▶ REQUIRED TASK: Copy the records below word for word, every line of every one, but leave out the pictures.
START AVAILABLE RECORDS
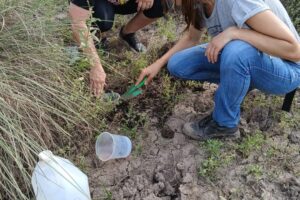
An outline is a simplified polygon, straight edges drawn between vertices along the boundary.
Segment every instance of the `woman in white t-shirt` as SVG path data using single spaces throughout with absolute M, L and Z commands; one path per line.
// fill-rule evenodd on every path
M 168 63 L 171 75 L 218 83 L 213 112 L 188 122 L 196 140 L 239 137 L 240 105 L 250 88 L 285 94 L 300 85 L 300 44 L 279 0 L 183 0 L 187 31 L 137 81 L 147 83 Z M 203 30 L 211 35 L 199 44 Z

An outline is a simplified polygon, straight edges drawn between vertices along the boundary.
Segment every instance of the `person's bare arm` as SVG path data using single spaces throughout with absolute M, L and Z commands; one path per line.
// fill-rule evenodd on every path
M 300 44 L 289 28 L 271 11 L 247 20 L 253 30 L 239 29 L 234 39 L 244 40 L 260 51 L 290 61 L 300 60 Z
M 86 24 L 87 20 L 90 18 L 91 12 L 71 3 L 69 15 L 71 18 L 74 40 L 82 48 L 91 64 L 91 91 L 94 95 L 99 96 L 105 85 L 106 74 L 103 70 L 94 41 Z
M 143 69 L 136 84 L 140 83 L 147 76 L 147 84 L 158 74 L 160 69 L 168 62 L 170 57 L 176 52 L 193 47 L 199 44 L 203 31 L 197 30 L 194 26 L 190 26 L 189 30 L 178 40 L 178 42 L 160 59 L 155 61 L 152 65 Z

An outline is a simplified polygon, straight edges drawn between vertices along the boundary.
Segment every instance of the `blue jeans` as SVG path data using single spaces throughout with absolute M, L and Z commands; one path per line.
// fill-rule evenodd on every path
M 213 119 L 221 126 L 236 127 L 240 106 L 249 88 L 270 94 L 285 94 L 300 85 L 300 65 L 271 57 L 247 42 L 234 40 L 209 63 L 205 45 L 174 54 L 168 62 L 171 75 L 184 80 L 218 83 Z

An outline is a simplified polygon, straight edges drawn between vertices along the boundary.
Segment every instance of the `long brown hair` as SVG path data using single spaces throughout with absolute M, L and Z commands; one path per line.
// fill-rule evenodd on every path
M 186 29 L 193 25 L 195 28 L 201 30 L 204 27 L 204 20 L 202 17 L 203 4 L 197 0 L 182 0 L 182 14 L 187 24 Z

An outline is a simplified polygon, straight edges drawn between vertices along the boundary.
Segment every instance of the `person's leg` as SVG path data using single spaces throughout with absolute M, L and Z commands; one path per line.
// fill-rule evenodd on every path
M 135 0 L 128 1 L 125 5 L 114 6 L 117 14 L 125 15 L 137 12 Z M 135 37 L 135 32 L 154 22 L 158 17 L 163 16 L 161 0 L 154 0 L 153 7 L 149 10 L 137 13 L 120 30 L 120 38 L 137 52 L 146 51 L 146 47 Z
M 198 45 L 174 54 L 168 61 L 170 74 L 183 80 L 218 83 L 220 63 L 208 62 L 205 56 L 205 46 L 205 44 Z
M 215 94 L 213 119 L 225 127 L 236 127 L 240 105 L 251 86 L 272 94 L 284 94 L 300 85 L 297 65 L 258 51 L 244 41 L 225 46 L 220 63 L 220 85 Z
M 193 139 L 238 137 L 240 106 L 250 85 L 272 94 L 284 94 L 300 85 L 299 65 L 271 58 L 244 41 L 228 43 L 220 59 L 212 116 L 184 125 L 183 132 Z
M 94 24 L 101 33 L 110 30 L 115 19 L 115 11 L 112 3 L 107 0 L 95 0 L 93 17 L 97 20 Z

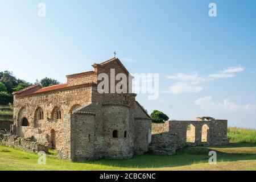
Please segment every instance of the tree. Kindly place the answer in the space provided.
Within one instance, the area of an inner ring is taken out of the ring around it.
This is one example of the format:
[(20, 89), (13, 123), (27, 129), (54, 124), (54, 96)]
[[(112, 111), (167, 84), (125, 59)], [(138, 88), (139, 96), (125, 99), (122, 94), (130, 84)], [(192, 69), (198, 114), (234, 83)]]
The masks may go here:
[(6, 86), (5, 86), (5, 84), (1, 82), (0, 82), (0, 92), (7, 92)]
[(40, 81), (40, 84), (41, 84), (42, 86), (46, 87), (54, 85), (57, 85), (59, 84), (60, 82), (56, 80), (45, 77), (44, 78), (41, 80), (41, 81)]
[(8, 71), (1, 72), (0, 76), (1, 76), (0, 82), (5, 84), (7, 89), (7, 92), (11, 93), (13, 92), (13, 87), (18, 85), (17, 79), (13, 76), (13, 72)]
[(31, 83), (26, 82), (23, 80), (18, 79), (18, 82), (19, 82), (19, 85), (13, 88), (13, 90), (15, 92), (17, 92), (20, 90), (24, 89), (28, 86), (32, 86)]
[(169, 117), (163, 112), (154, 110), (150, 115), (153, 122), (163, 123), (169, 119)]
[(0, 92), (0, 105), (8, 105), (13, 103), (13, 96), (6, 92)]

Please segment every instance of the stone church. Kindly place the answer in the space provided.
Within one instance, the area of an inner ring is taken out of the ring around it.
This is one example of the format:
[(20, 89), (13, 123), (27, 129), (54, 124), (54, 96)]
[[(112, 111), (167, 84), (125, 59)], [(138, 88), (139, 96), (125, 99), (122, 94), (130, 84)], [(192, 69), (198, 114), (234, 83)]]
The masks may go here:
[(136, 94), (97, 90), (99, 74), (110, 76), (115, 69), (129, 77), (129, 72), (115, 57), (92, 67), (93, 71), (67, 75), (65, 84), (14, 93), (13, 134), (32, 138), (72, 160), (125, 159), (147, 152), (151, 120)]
END AVAILABLE RECORDS
▶ RESPONSE:
An outline is a simplified polygon, straight edges drawn between vertices along the boundary.
Segment every instance of the `woman in white t-shirt` as SVG path data using single spaces throughout with absolute M, L and Z commands; one path per line.
// fill-rule evenodd on every path
M 168 63 L 171 75 L 218 83 L 213 112 L 188 122 L 196 140 L 239 137 L 240 105 L 250 88 L 285 94 L 300 85 L 300 44 L 279 0 L 183 0 L 187 31 L 137 81 L 147 83 Z M 203 30 L 211 35 L 199 44 Z

An outline is a simplified polygon, straight edges drawn between vertices along the boundary.
Segment every instance of the `person's bare arm` as SVG path data using single spaces throughout with absolute M, L and Z commands; one path per line.
// fill-rule evenodd on every path
M 300 44 L 289 28 L 271 11 L 247 20 L 253 30 L 239 29 L 234 39 L 244 40 L 260 51 L 290 61 L 300 60 Z
M 86 24 L 87 20 L 90 18 L 91 12 L 71 3 L 69 15 L 71 18 L 74 40 L 82 48 L 91 64 L 91 91 L 94 95 L 99 96 L 105 85 L 106 74 L 103 70 L 94 41 Z
M 143 69 L 136 84 L 140 83 L 147 76 L 147 84 L 158 74 L 160 69 L 168 62 L 170 57 L 176 52 L 193 47 L 199 44 L 203 31 L 197 30 L 194 26 L 190 26 L 189 30 L 178 40 L 178 42 L 160 59 L 155 61 L 152 65 Z

An outline is a simplified polygon, straight edges drawn between vertices along the boundary.
Segment every instance of the `blue jeans` as SVG path data using single spaces throughout with absolute M, L and Z commands; one path per line.
// fill-rule evenodd on every path
M 213 119 L 221 126 L 236 127 L 240 106 L 249 88 L 270 94 L 285 94 L 300 85 L 300 65 L 271 57 L 247 42 L 234 40 L 209 63 L 205 45 L 174 54 L 168 62 L 171 75 L 184 80 L 218 83 Z

An outline is a simplified polygon, straight edges drawn between vertices along the boundary.
Segment every instance of the `long brown hair` as SVG path data using single spaces throughout with absolute M, L and Z commands; one path per line.
// fill-rule evenodd on every path
M 186 29 L 193 25 L 195 28 L 201 30 L 204 27 L 204 20 L 202 17 L 203 4 L 197 0 L 182 0 L 182 14 L 187 24 Z

An outline is a simplified polygon, straight edges drawn between vertices along the boundary.
Segment every instance of the `person's leg` as SVG path data using single spaces throughout with absolute M, L and Z commands; one path per line.
// fill-rule evenodd on every path
M 135 0 L 128 1 L 125 5 L 114 6 L 117 14 L 125 15 L 137 12 Z M 135 37 L 135 32 L 154 22 L 158 17 L 163 16 L 161 0 L 154 0 L 153 7 L 149 10 L 137 13 L 120 30 L 120 38 L 137 52 L 146 51 L 146 47 Z
M 198 45 L 174 54 L 168 61 L 170 74 L 183 80 L 218 83 L 220 63 L 208 62 L 205 56 L 205 46 L 205 44 Z
M 215 94 L 213 119 L 225 127 L 236 127 L 240 105 L 251 86 L 272 94 L 284 94 L 300 85 L 297 65 L 258 51 L 244 41 L 225 46 L 220 63 L 220 85 Z
M 193 139 L 238 137 L 240 106 L 250 85 L 272 94 L 284 94 L 300 85 L 299 65 L 271 58 L 244 41 L 228 43 L 220 59 L 212 116 L 184 125 L 183 132 Z
M 94 24 L 101 33 L 110 30 L 115 19 L 115 11 L 112 3 L 107 0 L 95 0 L 93 17 L 97 20 Z

Please segment every instance of the tree. Kindly place the answer in the space provided.
Within one instance, the area of an inner ring is taken out of the ring around it.
This is one example of the format:
[(20, 89), (13, 123), (27, 129), (54, 124), (54, 96)]
[[(112, 111), (167, 84), (125, 59)], [(138, 88), (139, 96), (125, 99), (122, 94), (130, 84)], [(192, 69), (198, 114), (234, 83)]]
The masks may go here:
[(6, 86), (5, 86), (5, 84), (1, 82), (0, 82), (0, 92), (7, 92)]
[(40, 81), (40, 84), (41, 84), (42, 86), (46, 87), (54, 85), (57, 85), (59, 84), (60, 82), (56, 80), (45, 77), (44, 78), (41, 80), (41, 81)]
[(8, 71), (1, 72), (0, 76), (1, 76), (0, 82), (5, 84), (7, 89), (7, 92), (11, 93), (13, 92), (13, 87), (18, 85), (17, 79), (13, 76), (13, 72)]
[(31, 83), (26, 82), (23, 80), (18, 79), (18, 82), (19, 82), (19, 85), (13, 88), (13, 90), (15, 92), (17, 92), (20, 90), (24, 89), (28, 86), (32, 86)]
[(169, 117), (163, 112), (154, 110), (150, 115), (153, 122), (163, 123), (169, 119)]
[(0, 92), (0, 105), (8, 105), (13, 103), (13, 96), (6, 92)]

Please segment every instance of the stone church. Kindly place the answer in the space provided.
Within one instance, the area of an inner ring is taken out of the ring around it.
This is one example of the format:
[(20, 89), (13, 123), (27, 129), (54, 124), (54, 96)]
[[(112, 111), (167, 84), (125, 59)], [(138, 88), (139, 96), (125, 99), (122, 94), (130, 84)], [(192, 69), (198, 114), (234, 83)]]
The masks may go here:
[(136, 94), (97, 90), (99, 74), (110, 76), (115, 69), (129, 77), (129, 72), (115, 57), (92, 67), (93, 71), (67, 75), (65, 84), (14, 93), (13, 134), (32, 138), (72, 160), (125, 159), (147, 152), (151, 120)]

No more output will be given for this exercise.